### Dataset records ###

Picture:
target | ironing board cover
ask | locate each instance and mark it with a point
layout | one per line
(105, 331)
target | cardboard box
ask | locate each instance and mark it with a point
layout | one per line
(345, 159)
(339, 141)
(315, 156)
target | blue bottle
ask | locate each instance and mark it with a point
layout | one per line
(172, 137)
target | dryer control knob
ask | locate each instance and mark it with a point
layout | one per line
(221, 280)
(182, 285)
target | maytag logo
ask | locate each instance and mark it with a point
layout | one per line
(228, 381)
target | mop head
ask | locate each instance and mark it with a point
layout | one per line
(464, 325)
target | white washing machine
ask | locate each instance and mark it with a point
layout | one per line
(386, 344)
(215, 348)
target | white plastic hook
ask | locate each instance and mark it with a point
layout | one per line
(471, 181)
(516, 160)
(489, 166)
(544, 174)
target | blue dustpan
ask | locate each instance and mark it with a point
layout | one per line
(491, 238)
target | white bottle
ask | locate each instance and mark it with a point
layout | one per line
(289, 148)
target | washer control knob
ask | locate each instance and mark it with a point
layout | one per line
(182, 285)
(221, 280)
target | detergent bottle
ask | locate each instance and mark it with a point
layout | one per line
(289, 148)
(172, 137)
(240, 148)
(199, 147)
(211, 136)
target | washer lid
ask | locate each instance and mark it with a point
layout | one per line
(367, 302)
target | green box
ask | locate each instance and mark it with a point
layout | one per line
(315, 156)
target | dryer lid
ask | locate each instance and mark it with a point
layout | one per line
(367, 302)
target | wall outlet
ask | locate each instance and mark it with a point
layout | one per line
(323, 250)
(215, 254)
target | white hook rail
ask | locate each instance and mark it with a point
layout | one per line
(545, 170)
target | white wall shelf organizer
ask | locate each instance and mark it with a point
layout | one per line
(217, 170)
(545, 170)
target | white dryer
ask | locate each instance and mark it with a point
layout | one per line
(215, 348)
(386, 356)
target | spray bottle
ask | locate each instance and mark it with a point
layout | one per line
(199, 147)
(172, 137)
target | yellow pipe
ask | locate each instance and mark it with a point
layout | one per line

###

Revise the lines from the one containing "target | white dryer" through the end of the material so that "spray bottle" becomes "pump bottle" and nothing else changes, and return only those lines.

target | white dryer
ask | locate each instance and mark it with a point
layout | one per line
(215, 348)
(386, 356)
target | pump bottle
ask | locate each instance and mark it with a point
layout | one per line
(199, 147)
(172, 137)
target | yellow pipe
ask | locate each instance and mark it with a point
layout | one per line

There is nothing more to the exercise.